Print every line below that comes at or after the line containing "Study the photo above. For every instance of the car", exactly as written.

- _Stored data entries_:

· · · · ·

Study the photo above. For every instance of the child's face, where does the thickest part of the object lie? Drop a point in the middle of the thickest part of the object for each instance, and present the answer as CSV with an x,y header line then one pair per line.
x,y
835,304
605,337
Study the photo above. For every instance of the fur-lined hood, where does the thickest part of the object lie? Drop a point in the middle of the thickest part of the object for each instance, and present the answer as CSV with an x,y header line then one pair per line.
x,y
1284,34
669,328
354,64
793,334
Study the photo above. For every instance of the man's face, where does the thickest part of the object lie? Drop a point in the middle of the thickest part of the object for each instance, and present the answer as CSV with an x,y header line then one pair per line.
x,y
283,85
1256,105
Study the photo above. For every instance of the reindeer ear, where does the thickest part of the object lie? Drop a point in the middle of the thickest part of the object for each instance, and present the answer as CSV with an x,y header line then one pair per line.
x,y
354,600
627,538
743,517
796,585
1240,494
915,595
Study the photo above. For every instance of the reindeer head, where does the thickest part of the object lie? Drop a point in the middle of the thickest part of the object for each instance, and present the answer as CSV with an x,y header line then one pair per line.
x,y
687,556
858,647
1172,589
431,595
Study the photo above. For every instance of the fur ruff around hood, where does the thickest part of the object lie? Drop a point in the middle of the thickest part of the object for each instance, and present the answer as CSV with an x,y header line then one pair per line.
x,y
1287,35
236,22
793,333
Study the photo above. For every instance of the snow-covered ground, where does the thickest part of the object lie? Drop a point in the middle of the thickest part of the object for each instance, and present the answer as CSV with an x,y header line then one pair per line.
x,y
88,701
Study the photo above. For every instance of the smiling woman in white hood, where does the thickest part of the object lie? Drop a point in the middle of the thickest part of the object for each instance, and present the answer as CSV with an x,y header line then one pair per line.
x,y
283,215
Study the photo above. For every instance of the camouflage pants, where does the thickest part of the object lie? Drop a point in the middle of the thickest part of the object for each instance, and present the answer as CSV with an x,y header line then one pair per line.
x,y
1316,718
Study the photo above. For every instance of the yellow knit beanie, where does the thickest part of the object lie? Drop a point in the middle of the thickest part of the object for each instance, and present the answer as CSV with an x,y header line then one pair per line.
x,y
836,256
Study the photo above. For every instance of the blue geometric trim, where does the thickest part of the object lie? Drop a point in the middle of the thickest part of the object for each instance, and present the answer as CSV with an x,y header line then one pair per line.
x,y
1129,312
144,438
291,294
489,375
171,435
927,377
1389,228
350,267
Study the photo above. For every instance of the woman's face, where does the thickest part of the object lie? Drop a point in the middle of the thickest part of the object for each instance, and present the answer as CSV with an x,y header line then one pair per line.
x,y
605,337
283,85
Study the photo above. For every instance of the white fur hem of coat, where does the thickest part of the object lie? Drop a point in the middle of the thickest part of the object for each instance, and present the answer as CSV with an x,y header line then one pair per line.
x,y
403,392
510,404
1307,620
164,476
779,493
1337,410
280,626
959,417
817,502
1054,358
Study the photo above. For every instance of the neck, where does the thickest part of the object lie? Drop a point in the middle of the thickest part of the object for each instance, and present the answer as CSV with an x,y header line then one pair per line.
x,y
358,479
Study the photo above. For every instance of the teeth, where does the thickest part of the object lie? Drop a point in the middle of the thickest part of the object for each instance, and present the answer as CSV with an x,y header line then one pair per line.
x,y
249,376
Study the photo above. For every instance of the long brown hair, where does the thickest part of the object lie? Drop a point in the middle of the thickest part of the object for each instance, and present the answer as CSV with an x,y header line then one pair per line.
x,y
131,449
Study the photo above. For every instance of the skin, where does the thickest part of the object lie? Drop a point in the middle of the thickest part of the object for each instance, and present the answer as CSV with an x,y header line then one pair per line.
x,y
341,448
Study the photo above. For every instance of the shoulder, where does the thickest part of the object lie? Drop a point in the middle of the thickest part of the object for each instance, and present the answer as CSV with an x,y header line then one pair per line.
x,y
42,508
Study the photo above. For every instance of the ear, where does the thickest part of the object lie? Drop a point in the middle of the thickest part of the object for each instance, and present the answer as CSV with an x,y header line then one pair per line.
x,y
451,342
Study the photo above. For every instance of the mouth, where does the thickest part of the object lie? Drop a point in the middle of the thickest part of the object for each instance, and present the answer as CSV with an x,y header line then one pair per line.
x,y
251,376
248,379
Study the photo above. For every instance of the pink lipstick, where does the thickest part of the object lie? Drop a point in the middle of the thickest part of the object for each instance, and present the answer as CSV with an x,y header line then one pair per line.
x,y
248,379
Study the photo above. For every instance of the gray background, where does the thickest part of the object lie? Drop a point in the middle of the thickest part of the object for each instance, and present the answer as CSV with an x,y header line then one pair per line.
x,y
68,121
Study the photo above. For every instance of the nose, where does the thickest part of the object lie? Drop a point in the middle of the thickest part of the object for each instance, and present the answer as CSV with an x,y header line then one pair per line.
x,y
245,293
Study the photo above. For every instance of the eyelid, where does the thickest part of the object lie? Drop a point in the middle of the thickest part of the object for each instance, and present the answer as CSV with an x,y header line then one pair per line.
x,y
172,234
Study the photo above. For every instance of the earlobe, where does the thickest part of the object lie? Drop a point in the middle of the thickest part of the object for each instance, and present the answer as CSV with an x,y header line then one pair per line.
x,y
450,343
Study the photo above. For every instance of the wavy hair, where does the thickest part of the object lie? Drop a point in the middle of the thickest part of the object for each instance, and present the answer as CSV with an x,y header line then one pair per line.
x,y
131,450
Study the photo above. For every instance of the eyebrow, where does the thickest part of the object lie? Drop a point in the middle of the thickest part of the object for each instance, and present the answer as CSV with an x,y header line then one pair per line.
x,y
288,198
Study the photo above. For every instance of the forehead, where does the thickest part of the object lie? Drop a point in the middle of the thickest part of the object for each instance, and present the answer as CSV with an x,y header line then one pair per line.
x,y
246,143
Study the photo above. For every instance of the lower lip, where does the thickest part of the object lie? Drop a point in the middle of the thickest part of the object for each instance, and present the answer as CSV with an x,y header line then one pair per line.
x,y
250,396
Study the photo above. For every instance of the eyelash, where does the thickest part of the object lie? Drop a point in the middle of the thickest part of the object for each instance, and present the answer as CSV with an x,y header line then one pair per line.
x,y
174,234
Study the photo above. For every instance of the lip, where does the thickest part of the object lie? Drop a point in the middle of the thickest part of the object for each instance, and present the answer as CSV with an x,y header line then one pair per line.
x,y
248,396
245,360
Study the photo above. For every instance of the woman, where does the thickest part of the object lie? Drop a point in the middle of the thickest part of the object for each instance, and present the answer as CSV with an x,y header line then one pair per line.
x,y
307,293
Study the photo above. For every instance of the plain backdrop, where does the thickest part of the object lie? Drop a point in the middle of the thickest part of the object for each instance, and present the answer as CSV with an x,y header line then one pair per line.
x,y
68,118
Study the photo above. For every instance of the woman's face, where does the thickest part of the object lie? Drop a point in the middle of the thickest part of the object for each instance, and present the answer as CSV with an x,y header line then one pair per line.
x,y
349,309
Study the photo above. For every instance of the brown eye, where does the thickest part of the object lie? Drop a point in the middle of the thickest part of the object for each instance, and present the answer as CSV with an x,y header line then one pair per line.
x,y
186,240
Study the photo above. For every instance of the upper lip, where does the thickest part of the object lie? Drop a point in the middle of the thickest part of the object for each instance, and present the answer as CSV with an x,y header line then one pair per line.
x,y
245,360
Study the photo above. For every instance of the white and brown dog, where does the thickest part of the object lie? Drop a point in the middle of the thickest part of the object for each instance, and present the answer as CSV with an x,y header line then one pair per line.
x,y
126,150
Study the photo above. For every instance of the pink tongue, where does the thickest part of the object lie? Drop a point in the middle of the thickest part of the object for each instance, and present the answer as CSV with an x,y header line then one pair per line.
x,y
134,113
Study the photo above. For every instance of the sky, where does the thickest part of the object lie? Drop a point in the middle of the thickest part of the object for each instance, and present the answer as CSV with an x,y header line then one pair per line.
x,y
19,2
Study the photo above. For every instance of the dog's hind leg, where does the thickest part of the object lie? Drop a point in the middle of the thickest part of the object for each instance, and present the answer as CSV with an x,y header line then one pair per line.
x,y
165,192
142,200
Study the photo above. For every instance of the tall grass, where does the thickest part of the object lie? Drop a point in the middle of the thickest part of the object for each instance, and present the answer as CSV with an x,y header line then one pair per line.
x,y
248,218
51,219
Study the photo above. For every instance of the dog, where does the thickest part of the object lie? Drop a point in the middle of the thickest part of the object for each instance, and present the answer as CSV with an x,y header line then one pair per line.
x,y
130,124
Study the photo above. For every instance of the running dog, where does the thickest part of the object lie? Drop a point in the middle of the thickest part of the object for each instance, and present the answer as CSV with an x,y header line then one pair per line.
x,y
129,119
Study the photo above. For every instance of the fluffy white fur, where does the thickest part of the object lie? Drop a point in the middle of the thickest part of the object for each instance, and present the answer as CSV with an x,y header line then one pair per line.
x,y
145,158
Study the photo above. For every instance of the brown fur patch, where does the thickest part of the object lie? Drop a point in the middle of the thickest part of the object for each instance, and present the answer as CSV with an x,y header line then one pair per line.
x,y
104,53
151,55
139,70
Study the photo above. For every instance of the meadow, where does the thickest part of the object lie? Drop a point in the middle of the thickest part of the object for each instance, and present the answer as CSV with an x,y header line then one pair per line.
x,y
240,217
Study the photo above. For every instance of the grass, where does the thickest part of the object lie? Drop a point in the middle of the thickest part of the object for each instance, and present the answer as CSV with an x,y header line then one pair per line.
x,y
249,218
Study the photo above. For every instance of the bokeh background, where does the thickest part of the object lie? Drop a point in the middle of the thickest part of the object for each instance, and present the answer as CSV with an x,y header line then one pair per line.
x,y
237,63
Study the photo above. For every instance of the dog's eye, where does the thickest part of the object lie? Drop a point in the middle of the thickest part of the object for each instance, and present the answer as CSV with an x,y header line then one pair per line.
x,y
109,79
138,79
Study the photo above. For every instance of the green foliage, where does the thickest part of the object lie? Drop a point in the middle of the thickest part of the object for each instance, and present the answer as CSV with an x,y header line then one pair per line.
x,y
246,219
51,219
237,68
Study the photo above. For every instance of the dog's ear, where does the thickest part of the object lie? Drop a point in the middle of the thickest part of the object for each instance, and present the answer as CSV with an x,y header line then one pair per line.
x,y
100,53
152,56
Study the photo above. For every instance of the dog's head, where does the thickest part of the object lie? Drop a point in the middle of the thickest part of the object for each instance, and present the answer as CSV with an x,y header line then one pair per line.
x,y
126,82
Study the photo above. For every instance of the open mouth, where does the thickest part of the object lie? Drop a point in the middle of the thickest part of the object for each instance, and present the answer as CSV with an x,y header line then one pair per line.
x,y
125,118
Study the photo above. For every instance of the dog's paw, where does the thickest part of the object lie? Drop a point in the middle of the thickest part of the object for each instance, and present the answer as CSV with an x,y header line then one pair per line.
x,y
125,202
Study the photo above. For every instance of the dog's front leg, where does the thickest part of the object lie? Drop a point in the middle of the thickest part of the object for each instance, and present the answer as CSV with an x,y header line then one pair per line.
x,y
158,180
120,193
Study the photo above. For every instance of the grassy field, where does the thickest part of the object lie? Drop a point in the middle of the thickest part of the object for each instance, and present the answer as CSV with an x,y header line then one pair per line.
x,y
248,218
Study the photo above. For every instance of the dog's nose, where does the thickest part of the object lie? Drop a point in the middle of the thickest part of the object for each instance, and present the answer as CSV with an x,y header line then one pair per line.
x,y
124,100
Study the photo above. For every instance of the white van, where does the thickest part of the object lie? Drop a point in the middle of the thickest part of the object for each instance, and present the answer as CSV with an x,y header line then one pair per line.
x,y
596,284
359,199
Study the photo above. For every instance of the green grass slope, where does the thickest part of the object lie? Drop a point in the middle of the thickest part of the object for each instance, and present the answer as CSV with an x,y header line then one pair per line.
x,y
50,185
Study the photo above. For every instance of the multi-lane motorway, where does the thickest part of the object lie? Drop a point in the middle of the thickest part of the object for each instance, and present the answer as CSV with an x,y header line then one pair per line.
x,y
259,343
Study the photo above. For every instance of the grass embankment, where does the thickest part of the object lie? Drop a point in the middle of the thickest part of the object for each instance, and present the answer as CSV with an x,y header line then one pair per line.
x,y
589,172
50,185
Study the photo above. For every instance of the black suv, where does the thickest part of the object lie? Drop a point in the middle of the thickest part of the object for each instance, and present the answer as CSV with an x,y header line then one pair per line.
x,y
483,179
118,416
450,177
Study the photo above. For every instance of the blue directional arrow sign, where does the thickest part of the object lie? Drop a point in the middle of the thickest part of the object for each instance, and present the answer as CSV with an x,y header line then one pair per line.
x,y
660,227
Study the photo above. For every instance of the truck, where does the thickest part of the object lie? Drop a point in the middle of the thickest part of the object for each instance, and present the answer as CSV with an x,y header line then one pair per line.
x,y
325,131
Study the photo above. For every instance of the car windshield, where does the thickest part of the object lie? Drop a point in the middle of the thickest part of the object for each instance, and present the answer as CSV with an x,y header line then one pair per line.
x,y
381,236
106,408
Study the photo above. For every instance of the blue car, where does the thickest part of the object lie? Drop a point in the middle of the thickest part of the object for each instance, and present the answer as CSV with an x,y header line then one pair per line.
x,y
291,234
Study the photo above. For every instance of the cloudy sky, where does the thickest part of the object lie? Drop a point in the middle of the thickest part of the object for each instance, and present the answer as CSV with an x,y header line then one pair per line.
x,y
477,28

· · · · ·

- _EXERCISE SOLUTION_:
Study the photo above. For every instance of the car windshield, where does the thickest part of the object lie? Drop a point in the middle of the thickest part of the object for each instance, and present the answer as CSV with an x,y header line then one pair per line.
x,y
381,236
106,408
Study the photo above. For every instance of the blue car, where does the thickest part of the object lie? Drop a point in the middle of the thickest part of the object for each instance, and present the answer as CSV with an x,y header line then one pair per line.
x,y
291,234
Study the photo above. For every instance of the cloudy sky, where does the thickest part of the object lie? Drop a point in the middle of the thickest part of the object for each instance, and present the answer as CSV with an x,y header line then one pair per line.
x,y
477,28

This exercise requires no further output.